• **Brief A**
Answer these questions from the crab cake recipe, one per line:
(i) Which website does the recipe come from?
(ii) How much cooked crabmeat does it call for?
(iii) Into how many patties is the mixture formed?
• **Brief B**
In the crab cake recipe, reproduce word for word the part that opens with the words containing "- Meanwhile, combine" and closes with "and dill mayonnaise.".

• **Text**
=== Begin Enclosure ===

Recipe: Australian Blue Swimmer Crab Cakes with Dill Mayonnaise
At Dawson’s Oysters, we believe that our beautiful Australian Blue Swimmer Crab meat is so delicious and healthy it should be eaten all year round. If you fancy some crab, there’s no need to wait until summer to enjoy it. We’ve done the work for you and tracked down an easy recipe that’s ideal for any time of the year and almost any occasion!
This recipe is from Taste.com.au
Ingredients
- 750g (about 4) sebago potatoes, cooked, mashed, cooled
- 3 spring onions, finely chopped
- 1 tsp Dijon mustard
- 1 tbsp lemon zest, plus 1 tbsp lemon juice
- 12 savoury crackers (we used Jatz), crushed
- 500g cooked crabmeat, drained
- 1 egg, lightly beaten
- 1/4 cup finely chopped flat-leaf parsley, plus leaves to serve
- 1 cup (300g) whole-egg mayonnaise
- 1 tbsp finely chopped dill
- Sunflower oil, to shallow-fry
- Lime wedges, to serve
Method:
- Combine potato, onion, mustard, lemon zest and juice, crackers, crabmeat, egg and 2 tablespoons parsley, then season well. Form into 8 small patties, then chill for 15 minutes to firm up.
- Meanwhile, combine mayonnaise, dill and remaining 1 tablespoon parsley in a small bowl. Season to taste, then chill until needed.
- Heat 2cm oil in a large pan over medium-high heat. Fry crab cakes for 1-2 minutes each side until crisp and golden. Garnish with parsley and serve with lime wedges and dill mayonnaise.

=== End Enclosure ===

• **Source material**
=== Begin Enclosure ===

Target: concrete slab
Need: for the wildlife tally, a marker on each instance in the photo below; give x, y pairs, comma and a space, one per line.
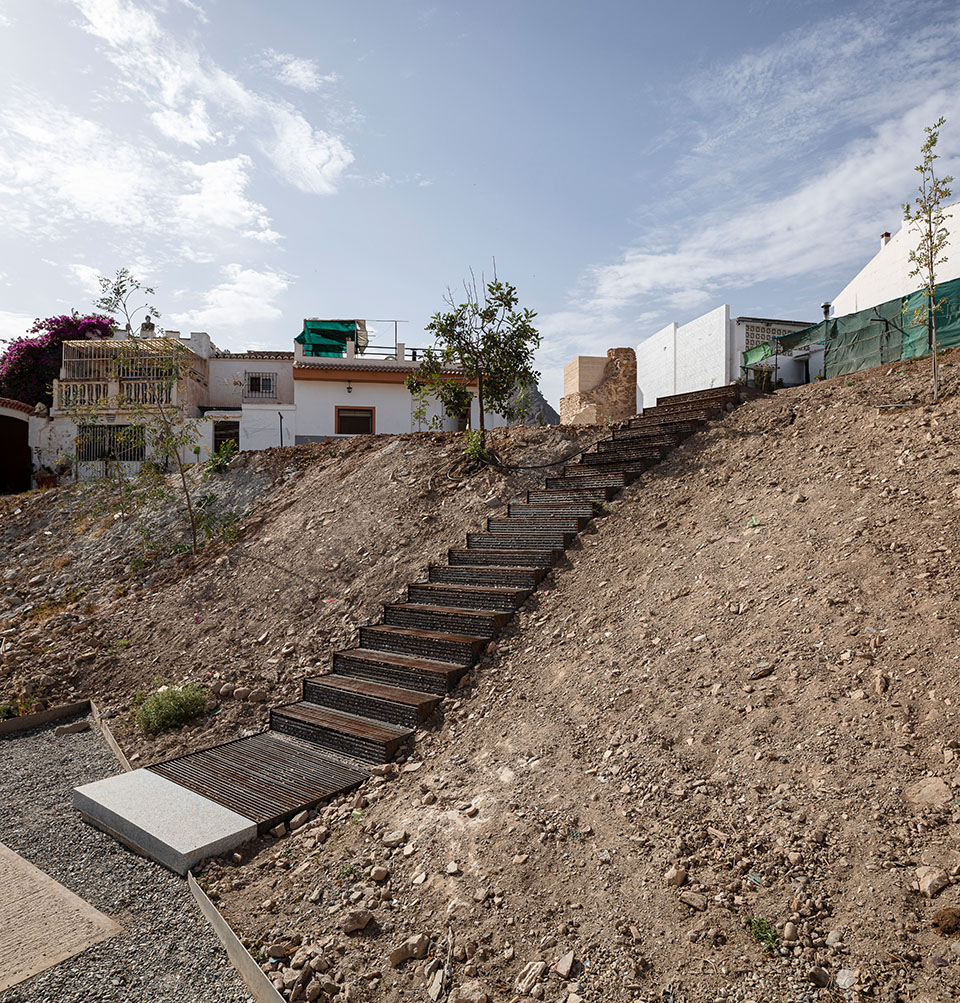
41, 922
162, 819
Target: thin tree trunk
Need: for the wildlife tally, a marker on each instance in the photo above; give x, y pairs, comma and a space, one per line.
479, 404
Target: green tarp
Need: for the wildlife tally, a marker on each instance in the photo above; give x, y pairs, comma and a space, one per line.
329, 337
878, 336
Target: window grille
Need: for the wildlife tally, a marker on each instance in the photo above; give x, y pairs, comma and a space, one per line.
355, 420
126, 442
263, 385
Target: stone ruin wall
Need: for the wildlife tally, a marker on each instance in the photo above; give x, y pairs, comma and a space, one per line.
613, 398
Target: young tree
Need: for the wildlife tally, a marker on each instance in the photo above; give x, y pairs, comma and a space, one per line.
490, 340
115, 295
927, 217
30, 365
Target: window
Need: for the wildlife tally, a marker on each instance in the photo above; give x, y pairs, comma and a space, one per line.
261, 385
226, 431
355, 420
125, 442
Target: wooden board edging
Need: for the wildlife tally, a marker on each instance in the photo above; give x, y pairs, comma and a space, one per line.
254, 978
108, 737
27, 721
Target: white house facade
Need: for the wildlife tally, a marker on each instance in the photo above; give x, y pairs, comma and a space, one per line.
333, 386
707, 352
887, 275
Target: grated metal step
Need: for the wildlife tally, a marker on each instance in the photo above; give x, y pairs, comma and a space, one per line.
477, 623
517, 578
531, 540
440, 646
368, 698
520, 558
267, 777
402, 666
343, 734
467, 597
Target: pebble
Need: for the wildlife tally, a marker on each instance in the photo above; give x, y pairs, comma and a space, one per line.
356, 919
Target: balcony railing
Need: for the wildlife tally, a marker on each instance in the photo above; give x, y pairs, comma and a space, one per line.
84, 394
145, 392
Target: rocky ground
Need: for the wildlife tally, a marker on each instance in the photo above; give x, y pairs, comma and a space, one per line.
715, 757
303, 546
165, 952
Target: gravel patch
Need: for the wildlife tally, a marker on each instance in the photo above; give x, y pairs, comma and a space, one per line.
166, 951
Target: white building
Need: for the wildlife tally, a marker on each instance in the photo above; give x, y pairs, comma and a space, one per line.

=== End Enclosure ===

• **Written solution A**
(i) Taste.com.au
(ii) 500g
(iii) 8

• **Written solution B**
- Meanwhile, combine mayonnaise, dill and remaining 1 tablespoon parsley in a small bowl. Season to taste, then chill until needed.
- Heat 2cm oil in a large pan over medium-high heat. Fry crab cakes for 1-2 minutes each side until crisp and golden. Garnish with parsley and serve with lime wedges and dill mayonnaise.